(19)【発行国】日本国特許庁(JP)
(12)【公報種別】特許公報(B1)
(11)【特許番号】
(24)【登録日】2024-07-03
(45)【発行日】2024-07-11
(54)【発明の名称】エレベータのドア装置、及びエレベータのドア装置におけるセンサ部及び被検出部の位置決め方法
(51)【国際特許分類】
B66B 13/22 20060101AFI20240704BHJP
【FI】
B66B13/22 A
(21)【出願番号】P 2023184175
(22)【出願日】2023-10-26
【審査請求日】2023-10-26
(73)【特許権者】
【識別番号】000112705
【氏名又は名称】フジテック株式会社
(74)【代理人】
【識別番号】110002734
【氏名又は名称】弁理士法人藤本パートナーズ
(72)【発明者】
【氏名】柏倉 寛
【審査官】八板 直人
(56)【参考文献】
【文献】特開平4-371482(JP,A)
【文献】特許第7296063(JP,B1)
【文献】特開2023-162534(JP,A)
【文献】欧州特許出願公開第3858778(EP,A1)
(58)【調査した分野】(Int.Cl.,DB名)

## 取り組む作業
1. エレベータのドア装置の特許公報について、次の問いに答えよ。
(a) 登録日はいつか。
(b) 特許権者の名称は何か。
(c) 出願番号は何か。
2. エレベータのドア装置の特許公報を、最後の行に続けて書き継げ。
この作業に資料は一切関わらない。

## データ抜粋
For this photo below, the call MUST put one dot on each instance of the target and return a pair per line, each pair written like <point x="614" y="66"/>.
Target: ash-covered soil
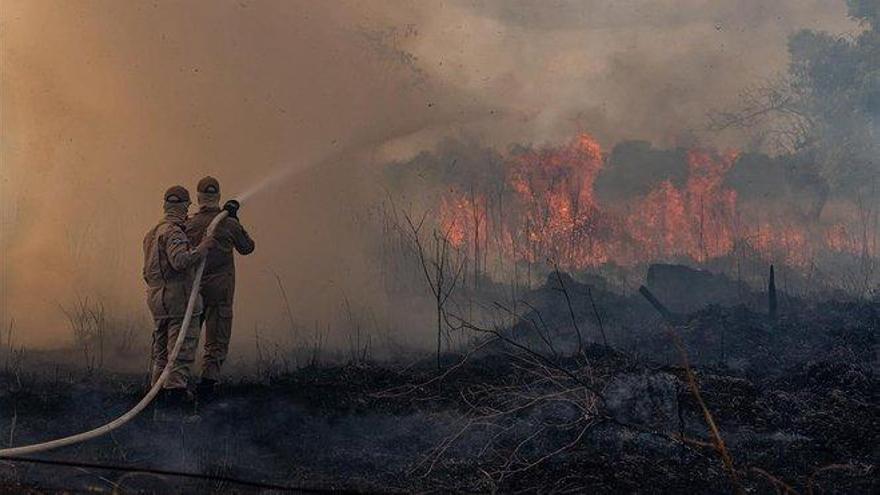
<point x="796" y="401"/>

## 作業の解答
1.
(a) 2024-07-03
(b) フジテック株式会社
(c) P 2023184175

2.
B66B 13/14;13/22
(57)【特許請求の範囲】
【請求項1】
出入口を開閉するドア部と、
前記出入口の幅方向に延び且つ前記ドア部を該幅方向に案内するドアレールを有し、前記出入口の上方位置において前記幅方向に延びるフレームと、
前記ドア部と共に前記幅方向に移動する被検出部と、
前記被検出部を検出可能な第一センサ、及び該第一センサを支持し且つ前記幅方向に延びる支持部、を有する開位置センサ部と、を備え、
前記被検出部は、前記幅方向において、前記ドア部が全開位置のときの前記出入口の開口領域の外側に位置するように配置され、
前記第一センサは、前記ドア部が全開位置のときの前記幅方向における前記被検出部と対応する位置において前記支持部によって支持され、
前記支持部は、前記幅方向における少なくとも前記第一センサから前記開口領域の端縁位置又は前記開口領域の内側位置まで延びると共に、前記幅方向における位置を変更可能に前記フレームに固定されている、エレベータのドア装置。
【請求項2】
前記開位置センサ部は、前記支持部から前記幅方向と交差する方向で且つ前記フレームから離れる方向に延びる延伸部を有する、請求項1に記載のエレベータのドア装置。
【請求項3】
前記延伸部は、前記支持部における前記幅方向の前記開口領域の端縁位置又は前記開口領域の内側位置から延びる、請求項2に記載のエレベータのドア装置。
【請求項4】
前記被検出部を検出可能な第二センサを有する閉位置センサ部を備え、
前記被検出部は、前記ドア部が全閉位置のときに、前記幅方向における前記開口領域の内側に位置するように配置され、
前記第二センサは、前記フレームにおいて、前記ドア部が全閉位置のときの前記幅方向における前記被検出部と対応する位置に配置される、請求項1~3のいずれか1項に記載のエレベータのドア装置。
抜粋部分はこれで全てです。